本文:
上高地勤務の間すごす宿舎はとても快適なのですが、
相部屋なので、プライバシー的には多少の難ありです。

しかしながら、この宿舎の良く造られた2段ベッドの上段は、
登り降りの労さえ厭わなければ、
かなり高レベルのプライベートな空間を確保できます。

オマケに、毎日寝台列車やフェリーの寝台で移動しているかのような、
旅気分さえ味わうことができる上、
梯子の昇り降りの労さえ、
ジャングルジム的な楽しみに変えてしまうことができる、
まさに1石2鳥な空間で、ワタクシは満足して生活しているわけなのです。

ではなにが不満で、苦悩しているのか。

それは音です。
勤務時間帯の違う人々の立てる物音、
イビキ、テレビ、話し声、その他正体不明の物音。
要するに、安眠を妨害する音声ということ。

しかし、これですらほぼ完璧な解決策を見出しています。

それは、アイマスクと耳栓。

最初は異物感に戸惑いましたが、
最近では松本の自宅にいるときでさえ、
装着していないと落ち着かないほど。

では解決しているのであれば、何を苦悩しているのか。

それがほかでもない、
このアイマスクと耳栓なわけです。

アイマスクに罪はありません。
問題は耳栓。

今年に入って、すでに3回ほど耳栓を購入しています。
汚れたり、紛失したりしたためです。

短い課題:
本文のうち、「オマケに、毎日寝台列車やフェリーの寝台で移動しているかのような、」から「しかし、これですらほぼ完璧な解決策を見出しています。」まで（どちらも含む）を、一字も変えずに抜き出してください。 このあとの行は、本文とは別のところから持ってきたものです。

与えられた情報:
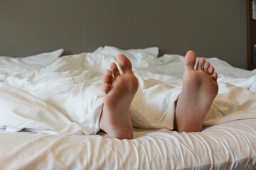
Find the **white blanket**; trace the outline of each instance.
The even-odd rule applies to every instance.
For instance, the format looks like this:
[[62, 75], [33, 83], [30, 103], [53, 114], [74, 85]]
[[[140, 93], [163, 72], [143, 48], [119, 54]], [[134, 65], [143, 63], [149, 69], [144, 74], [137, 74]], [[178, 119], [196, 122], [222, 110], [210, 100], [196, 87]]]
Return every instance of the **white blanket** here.
[[[62, 52], [22, 59], [0, 57], [0, 128], [48, 135], [96, 134], [103, 104], [102, 79], [119, 53], [130, 59], [140, 83], [131, 107], [134, 125], [173, 128], [169, 123], [173, 122], [173, 114], [169, 112], [174, 111], [182, 85], [183, 56], [157, 58], [156, 47], [122, 50], [105, 47], [92, 53], [59, 57]], [[219, 74], [220, 91], [205, 125], [256, 118], [255, 72], [234, 68], [218, 59], [208, 60]], [[175, 91], [169, 93], [169, 89]], [[136, 98], [142, 98], [138, 97], [142, 91], [148, 96], [139, 103]], [[156, 101], [154, 106], [163, 113], [156, 117], [148, 107]], [[137, 114], [142, 110], [145, 114]]]

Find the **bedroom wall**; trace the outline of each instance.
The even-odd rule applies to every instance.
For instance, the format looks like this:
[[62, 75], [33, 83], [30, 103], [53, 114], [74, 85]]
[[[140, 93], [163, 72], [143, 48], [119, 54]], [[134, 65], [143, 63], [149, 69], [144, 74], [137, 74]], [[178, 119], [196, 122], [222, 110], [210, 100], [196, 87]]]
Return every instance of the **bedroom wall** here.
[[0, 55], [158, 46], [247, 67], [246, 1], [0, 0]]

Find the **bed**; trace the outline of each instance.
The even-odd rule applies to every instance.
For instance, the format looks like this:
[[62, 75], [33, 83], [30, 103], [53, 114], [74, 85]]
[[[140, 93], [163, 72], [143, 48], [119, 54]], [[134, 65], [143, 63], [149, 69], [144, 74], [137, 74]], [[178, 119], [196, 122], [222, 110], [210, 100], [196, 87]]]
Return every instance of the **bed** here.
[[[123, 50], [105, 46], [93, 52], [60, 57], [63, 52], [0, 57], [1, 169], [256, 169], [255, 69], [207, 58], [218, 73], [219, 95], [226, 87], [233, 89], [225, 103], [221, 98], [213, 103], [223, 107], [221, 115], [207, 116], [200, 132], [134, 128], [134, 139], [121, 140], [101, 132], [85, 135], [90, 129], [81, 124], [90, 123], [80, 113], [68, 113], [78, 109], [75, 102], [81, 101], [75, 94], [85, 90], [77, 86], [82, 84], [80, 76], [90, 69], [93, 74], [87, 79], [100, 82], [110, 62], [123, 53], [134, 72], [145, 79], [160, 77], [180, 86], [183, 56], [157, 57], [156, 47]], [[58, 79], [60, 74], [65, 75], [63, 79]], [[77, 83], [75, 89], [69, 89], [70, 81]], [[58, 96], [57, 87], [65, 89]]]

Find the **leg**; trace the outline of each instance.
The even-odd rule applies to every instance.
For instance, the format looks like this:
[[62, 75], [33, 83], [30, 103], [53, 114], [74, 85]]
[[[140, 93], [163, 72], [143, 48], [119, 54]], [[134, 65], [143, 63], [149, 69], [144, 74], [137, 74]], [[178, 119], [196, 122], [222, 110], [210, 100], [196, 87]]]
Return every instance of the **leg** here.
[[100, 120], [100, 128], [110, 137], [132, 139], [133, 128], [130, 106], [138, 89], [138, 81], [132, 72], [132, 63], [124, 55], [117, 57], [123, 74], [114, 63], [110, 64], [103, 79], [104, 106]]
[[182, 91], [176, 102], [175, 128], [178, 132], [200, 132], [203, 120], [218, 91], [218, 74], [204, 58], [196, 61], [196, 54], [188, 51], [185, 57]]

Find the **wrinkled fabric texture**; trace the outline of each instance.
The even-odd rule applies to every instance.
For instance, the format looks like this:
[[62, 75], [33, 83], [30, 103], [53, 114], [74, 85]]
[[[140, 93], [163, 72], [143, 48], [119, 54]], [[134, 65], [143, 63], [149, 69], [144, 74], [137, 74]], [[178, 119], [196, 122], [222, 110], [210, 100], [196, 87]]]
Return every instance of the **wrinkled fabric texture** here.
[[[205, 120], [208, 126], [200, 132], [178, 133], [166, 128], [171, 128], [172, 102], [181, 91], [183, 56], [156, 58], [157, 47], [105, 47], [94, 54], [59, 58], [62, 52], [22, 59], [0, 57], [1, 169], [256, 169], [256, 69], [207, 59], [218, 73], [220, 87]], [[80, 135], [97, 130], [96, 113], [101, 109], [103, 94], [90, 90], [101, 86], [105, 69], [119, 53], [132, 60], [140, 83], [131, 107], [134, 125], [170, 127], [134, 128], [130, 140], [110, 139], [102, 132]], [[160, 107], [154, 103], [157, 100], [162, 114], [147, 117], [148, 113], [155, 113], [151, 109]], [[140, 115], [144, 106], [149, 108]]]

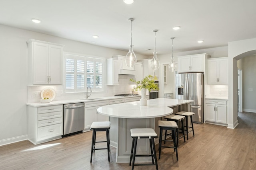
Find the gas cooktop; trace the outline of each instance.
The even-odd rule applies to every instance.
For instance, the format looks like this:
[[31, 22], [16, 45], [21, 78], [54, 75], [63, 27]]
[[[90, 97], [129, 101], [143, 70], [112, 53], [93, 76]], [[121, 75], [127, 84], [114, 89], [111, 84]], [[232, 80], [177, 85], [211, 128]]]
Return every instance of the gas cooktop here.
[[123, 96], [123, 97], [126, 97], [126, 96], [138, 96], [139, 95], [139, 94], [115, 94], [115, 96]]

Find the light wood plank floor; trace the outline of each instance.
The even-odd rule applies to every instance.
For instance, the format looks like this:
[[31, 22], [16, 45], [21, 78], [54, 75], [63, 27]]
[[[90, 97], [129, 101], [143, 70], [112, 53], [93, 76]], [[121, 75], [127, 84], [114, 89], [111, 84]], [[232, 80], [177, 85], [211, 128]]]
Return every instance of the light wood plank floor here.
[[[195, 137], [190, 133], [186, 143], [180, 140], [179, 161], [173, 149], [162, 149], [159, 169], [256, 169], [256, 113], [239, 113], [235, 129], [194, 124]], [[99, 133], [97, 139], [104, 140], [105, 133]], [[0, 147], [0, 169], [131, 169], [128, 163], [115, 163], [116, 150], [112, 147], [110, 163], [106, 150], [97, 150], [90, 163], [92, 136], [90, 131], [37, 145], [25, 141]], [[155, 169], [155, 166], [134, 167], [146, 169]]]

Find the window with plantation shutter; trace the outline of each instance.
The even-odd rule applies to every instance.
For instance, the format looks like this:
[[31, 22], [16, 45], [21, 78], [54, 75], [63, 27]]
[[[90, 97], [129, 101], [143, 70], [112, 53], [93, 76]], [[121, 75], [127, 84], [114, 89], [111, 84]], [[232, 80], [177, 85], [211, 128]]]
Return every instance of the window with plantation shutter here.
[[103, 59], [64, 53], [66, 92], [103, 90]]

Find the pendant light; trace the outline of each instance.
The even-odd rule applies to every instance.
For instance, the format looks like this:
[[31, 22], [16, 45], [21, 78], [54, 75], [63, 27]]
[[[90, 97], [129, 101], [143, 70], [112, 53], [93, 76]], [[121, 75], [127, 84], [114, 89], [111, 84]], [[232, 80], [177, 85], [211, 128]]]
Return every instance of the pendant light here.
[[169, 65], [168, 65], [169, 70], [171, 72], [173, 72], [175, 70], [174, 61], [173, 61], [173, 39], [174, 38], [175, 38], [175, 37], [172, 37], [171, 38], [171, 39], [172, 42], [172, 59], [170, 61]]
[[154, 29], [153, 32], [155, 33], [155, 51], [153, 52], [154, 56], [151, 61], [151, 68], [154, 70], [157, 70], [160, 66], [160, 62], [156, 56], [156, 33], [158, 31], [158, 29]]
[[128, 67], [134, 67], [137, 62], [136, 55], [133, 52], [133, 45], [132, 45], [132, 22], [134, 20], [133, 18], [129, 18], [129, 20], [131, 21], [131, 45], [130, 46], [129, 52], [125, 58], [125, 63]]

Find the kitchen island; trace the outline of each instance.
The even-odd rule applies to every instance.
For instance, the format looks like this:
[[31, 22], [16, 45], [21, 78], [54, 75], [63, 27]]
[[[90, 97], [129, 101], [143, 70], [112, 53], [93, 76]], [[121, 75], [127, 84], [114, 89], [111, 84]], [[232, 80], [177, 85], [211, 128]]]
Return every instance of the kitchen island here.
[[[190, 111], [190, 104], [193, 100], [158, 98], [148, 100], [148, 106], [140, 106], [140, 101], [112, 104], [101, 107], [97, 111], [110, 117], [110, 145], [116, 148], [116, 162], [129, 162], [132, 146], [130, 129], [150, 128], [159, 134], [157, 122], [162, 117], [172, 114], [171, 107], [178, 107], [179, 111]], [[156, 139], [156, 143], [159, 139]], [[137, 153], [149, 154], [148, 140], [138, 141]], [[152, 161], [151, 158], [139, 157], [137, 162]]]

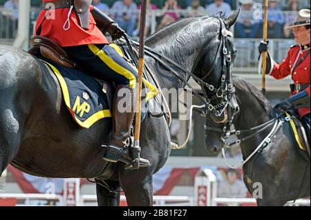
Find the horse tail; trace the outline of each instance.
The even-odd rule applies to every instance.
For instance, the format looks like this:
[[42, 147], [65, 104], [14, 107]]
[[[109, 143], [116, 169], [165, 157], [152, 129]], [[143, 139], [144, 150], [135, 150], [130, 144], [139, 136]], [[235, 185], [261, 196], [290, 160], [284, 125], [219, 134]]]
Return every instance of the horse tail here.
[[18, 152], [40, 69], [31, 55], [2, 46], [0, 67], [1, 175]]

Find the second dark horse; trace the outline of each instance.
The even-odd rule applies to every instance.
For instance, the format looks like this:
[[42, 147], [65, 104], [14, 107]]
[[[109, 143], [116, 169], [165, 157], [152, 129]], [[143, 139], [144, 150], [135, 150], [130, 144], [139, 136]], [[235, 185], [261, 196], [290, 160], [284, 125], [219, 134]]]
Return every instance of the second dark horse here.
[[[241, 143], [245, 160], [266, 139], [274, 122], [268, 123], [265, 126], [267, 129], [261, 132], [258, 132], [260, 129], [249, 129], [276, 118], [276, 112], [254, 86], [239, 78], [234, 78], [234, 85], [238, 103], [243, 111], [237, 114], [233, 123], [237, 131], [247, 130], [247, 133], [238, 135], [240, 140], [247, 139]], [[218, 154], [223, 147], [220, 141], [224, 134], [223, 125], [207, 119], [206, 128], [206, 148], [211, 153]], [[254, 136], [250, 137], [252, 134]], [[260, 188], [262, 197], [257, 199], [258, 205], [283, 206], [288, 201], [310, 197], [310, 158], [307, 152], [303, 154], [299, 152], [301, 150], [295, 143], [290, 123], [284, 122], [270, 139], [272, 142], [255, 154], [243, 167], [244, 182], [249, 192], [253, 194], [255, 190], [259, 189], [258, 186], [262, 186]]]

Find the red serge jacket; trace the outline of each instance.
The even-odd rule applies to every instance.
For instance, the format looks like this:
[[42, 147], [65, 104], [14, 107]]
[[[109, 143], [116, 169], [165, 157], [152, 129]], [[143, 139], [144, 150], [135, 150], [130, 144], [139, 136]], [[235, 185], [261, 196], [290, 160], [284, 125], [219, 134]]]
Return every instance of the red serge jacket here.
[[[305, 54], [310, 51], [310, 45], [302, 46], [296, 45], [292, 46], [288, 50], [288, 57], [281, 64], [275, 63], [274, 68], [271, 73], [271, 76], [275, 79], [283, 79], [292, 74], [292, 79], [295, 84], [309, 84], [305, 90], [310, 97], [310, 65], [309, 54], [294, 70], [293, 68], [298, 63]], [[291, 95], [296, 93], [294, 91]], [[302, 117], [307, 114], [310, 114], [310, 108], [299, 108], [299, 115]]]
[[[51, 2], [51, 0], [42, 0]], [[93, 6], [91, 6], [91, 10]], [[92, 14], [90, 15], [88, 30], [81, 28], [79, 18], [73, 10], [69, 14], [70, 8], [43, 10], [39, 14], [35, 27], [35, 35], [49, 38], [62, 47], [74, 46], [85, 44], [108, 43], [108, 41], [100, 29]], [[66, 23], [67, 21], [67, 23]], [[69, 28], [66, 30], [65, 29]]]

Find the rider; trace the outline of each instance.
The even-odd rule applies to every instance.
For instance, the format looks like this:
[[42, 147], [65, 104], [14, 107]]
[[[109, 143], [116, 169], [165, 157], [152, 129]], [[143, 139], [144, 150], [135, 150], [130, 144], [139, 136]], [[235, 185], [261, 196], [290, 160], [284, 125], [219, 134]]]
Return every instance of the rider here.
[[[43, 36], [59, 45], [88, 74], [114, 83], [117, 88], [112, 108], [113, 134], [104, 159], [130, 164], [137, 158], [140, 167], [150, 162], [136, 155], [133, 158], [131, 128], [134, 116], [133, 90], [138, 73], [109, 45], [104, 34], [113, 40], [124, 36], [124, 31], [111, 19], [91, 6], [92, 0], [42, 0], [35, 28], [35, 35]], [[127, 94], [124, 94], [126, 89]], [[122, 92], [118, 92], [122, 90]], [[119, 94], [120, 93], [120, 94]], [[126, 97], [131, 110], [119, 110], [117, 103]]]
[[[285, 29], [294, 28], [294, 39], [298, 44], [292, 46], [288, 57], [280, 64], [271, 57], [269, 52], [267, 58], [267, 74], [275, 79], [283, 79], [292, 74], [294, 83], [290, 85], [291, 97], [276, 106], [276, 108], [286, 111], [298, 108], [299, 116], [307, 127], [310, 137], [310, 10], [303, 9], [299, 12], [292, 26]], [[259, 53], [267, 51], [269, 41], [262, 41], [259, 45]]]

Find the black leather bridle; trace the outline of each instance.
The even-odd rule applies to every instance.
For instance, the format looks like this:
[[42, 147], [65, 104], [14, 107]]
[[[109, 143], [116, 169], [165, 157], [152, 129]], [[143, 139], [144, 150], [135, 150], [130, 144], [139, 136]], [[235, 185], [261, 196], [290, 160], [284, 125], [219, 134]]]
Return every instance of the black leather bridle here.
[[[205, 105], [204, 109], [196, 110], [196, 111], [199, 112], [200, 114], [203, 117], [206, 117], [207, 114], [210, 112], [212, 112], [214, 114], [215, 114], [216, 117], [221, 116], [221, 114], [223, 113], [224, 110], [227, 108], [227, 105], [230, 103], [232, 99], [232, 94], [235, 92], [235, 88], [232, 83], [232, 77], [230, 74], [230, 66], [232, 59], [231, 57], [232, 54], [230, 50], [228, 50], [228, 46], [231, 46], [231, 44], [229, 43], [229, 41], [227, 38], [228, 36], [229, 37], [232, 36], [231, 32], [227, 30], [225, 23], [221, 18], [217, 17], [215, 17], [214, 18], [218, 19], [220, 23], [220, 30], [219, 32], [220, 43], [217, 48], [216, 54], [214, 57], [211, 68], [202, 79], [200, 79], [194, 73], [188, 71], [186, 68], [181, 66], [180, 64], [177, 63], [174, 61], [171, 60], [170, 58], [164, 56], [164, 54], [160, 52], [153, 50], [153, 49], [147, 46], [145, 46], [145, 52], [147, 54], [149, 55], [150, 57], [156, 59], [161, 66], [167, 68], [168, 70], [171, 71], [185, 85], [188, 86], [189, 88], [191, 88], [194, 95], [198, 97], [198, 99], [200, 99], [203, 102], [203, 103]], [[135, 48], [138, 48], [139, 46], [138, 43], [132, 41], [127, 35], [125, 36], [125, 39], [127, 43], [129, 44], [130, 48], [132, 47], [132, 46]], [[216, 61], [218, 59], [219, 56], [220, 55], [223, 55], [221, 83], [220, 88], [218, 89], [216, 89], [214, 86], [204, 81], [204, 79], [207, 79], [209, 76], [209, 74], [212, 72], [212, 71], [216, 67]], [[168, 65], [167, 63], [172, 64], [174, 67], [178, 68], [179, 70], [190, 75], [196, 81], [196, 83], [200, 85], [203, 93], [200, 94], [194, 89], [193, 89], [191, 86], [188, 83], [187, 79], [184, 79], [182, 76], [181, 76], [177, 71], [176, 71], [169, 65]], [[207, 91], [213, 92], [214, 94], [209, 97], [207, 94]], [[223, 99], [225, 101], [223, 101], [220, 104], [216, 106], [211, 104], [211, 101], [218, 99]], [[184, 103], [184, 106], [187, 108], [189, 107], [185, 103]], [[221, 110], [219, 110], [218, 109], [220, 109], [222, 107], [223, 108], [221, 109]]]

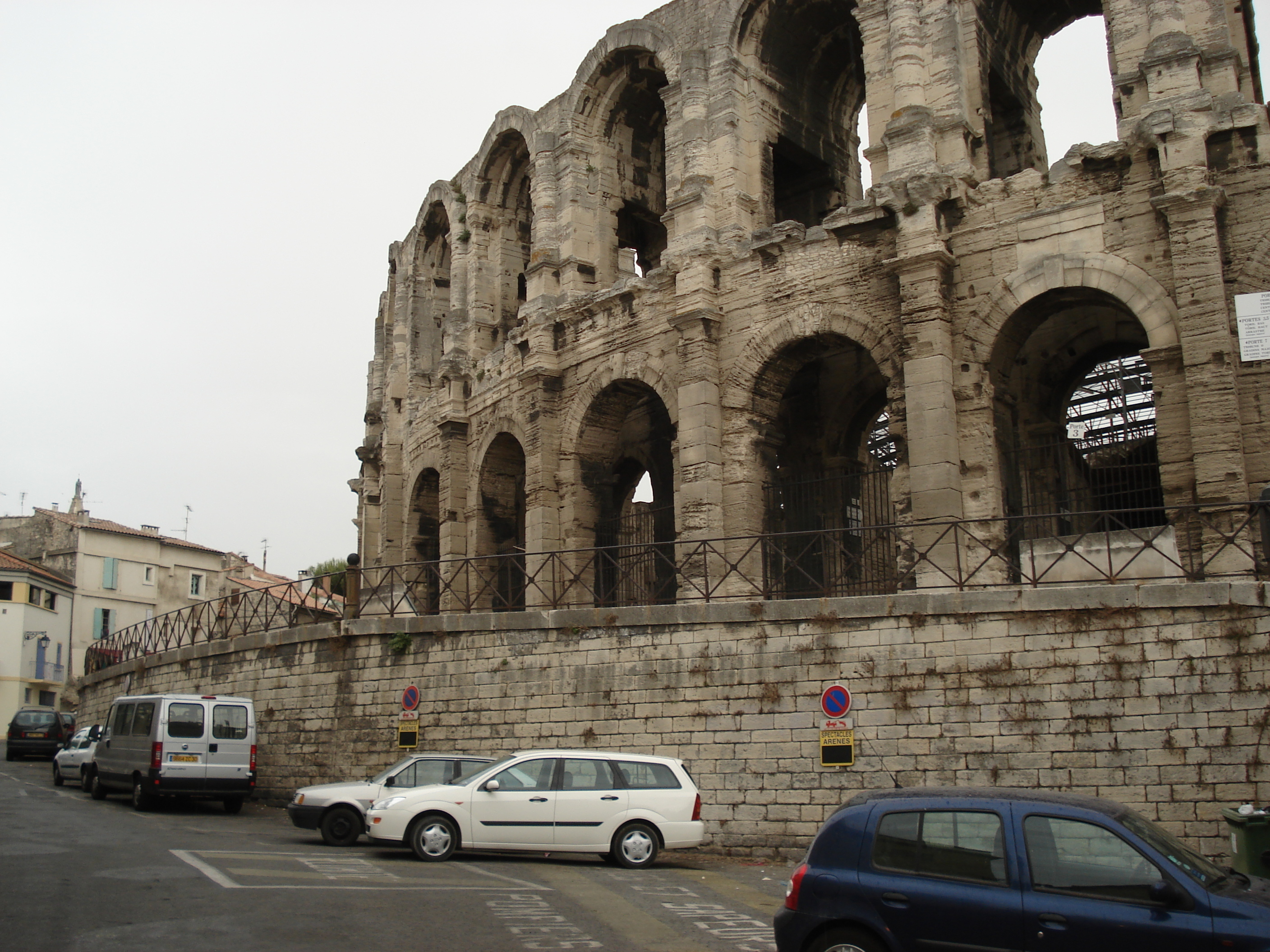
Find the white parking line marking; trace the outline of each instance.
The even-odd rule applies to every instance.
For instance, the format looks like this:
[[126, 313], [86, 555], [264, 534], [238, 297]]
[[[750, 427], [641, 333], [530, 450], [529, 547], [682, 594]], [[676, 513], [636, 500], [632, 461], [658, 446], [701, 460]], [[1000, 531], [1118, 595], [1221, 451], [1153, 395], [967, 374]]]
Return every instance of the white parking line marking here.
[[485, 905], [526, 948], [605, 947], [533, 892], [507, 892], [485, 900]]
[[[489, 892], [497, 889], [507, 889], [507, 886], [476, 886], [456, 882], [437, 882], [436, 880], [429, 881], [422, 876], [398, 876], [396, 873], [389, 873], [378, 869], [372, 863], [364, 859], [331, 859], [324, 858], [314, 853], [276, 853], [276, 852], [244, 852], [244, 850], [227, 850], [227, 849], [171, 849], [169, 850], [173, 856], [189, 863], [196, 869], [207, 876], [212, 882], [224, 886], [225, 889], [235, 890], [316, 890], [316, 889], [342, 889], [342, 890], [431, 890], [431, 891], [465, 891], [465, 892]], [[334, 877], [328, 877], [325, 871], [321, 872], [298, 872], [298, 871], [286, 871], [286, 869], [220, 869], [212, 866], [211, 861], [225, 861], [225, 859], [248, 859], [258, 862], [268, 862], [271, 859], [287, 859], [295, 863], [307, 866], [310, 869], [319, 869], [323, 863], [338, 863], [348, 868], [348, 873], [338, 875]], [[315, 866], [316, 863], [316, 866]], [[364, 863], [364, 866], [357, 866], [356, 872], [353, 871], [354, 864]], [[480, 867], [471, 866], [469, 863], [450, 863], [450, 867], [458, 867], [464, 872], [475, 872], [480, 876], [488, 876], [495, 880], [500, 880], [507, 883], [512, 883], [518, 889], [527, 890], [540, 890], [550, 892], [547, 886], [537, 886], [532, 882], [525, 880], [517, 880], [511, 876], [502, 876], [488, 869], [481, 869]], [[371, 873], [373, 871], [373, 875]], [[333, 878], [335, 881], [326, 882], [323, 885], [305, 885], [305, 883], [243, 883], [236, 882], [231, 878], [230, 873], [239, 876], [277, 876], [279, 878], [301, 878], [301, 877], [314, 877], [323, 876], [323, 878]], [[353, 880], [354, 882], [348, 882]], [[396, 882], [401, 885], [354, 885], [357, 880], [387, 880], [389, 882]]]
[[201, 873], [203, 873], [203, 876], [206, 876], [208, 880], [211, 880], [215, 883], [218, 883], [218, 885], [224, 886], [227, 890], [249, 889], [246, 886], [239, 886], [229, 876], [224, 876], [221, 873], [221, 871], [217, 869], [215, 866], [208, 866], [207, 863], [204, 863], [202, 859], [199, 859], [198, 857], [196, 857], [189, 850], [185, 850], [185, 849], [171, 849], [169, 852], [174, 857], [177, 857], [178, 859], [184, 859], [187, 863], [189, 863], [196, 869], [198, 869]]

記述の答え:
オマケに、毎日寝台列車やフェリーの寝台で移動しているかのような、
旅気分さえ味わうことができる上、
梯子の昇り降りの労さえ、
ジャングルジム的な楽しみに変えてしまうことができる、
まさに1石2鳥な空間で、ワタクシは満足して生活しているわけなのです。

ではなにが不満で、苦悩しているのか。

それは音です。
勤務時間帯の違う人々の立てる物音、
イビキ、テレビ、話し声、その他正体不明の物音。
要するに、安眠を妨害する音声ということ。

しかし、これですらほぼ完璧な解決策を見出しています。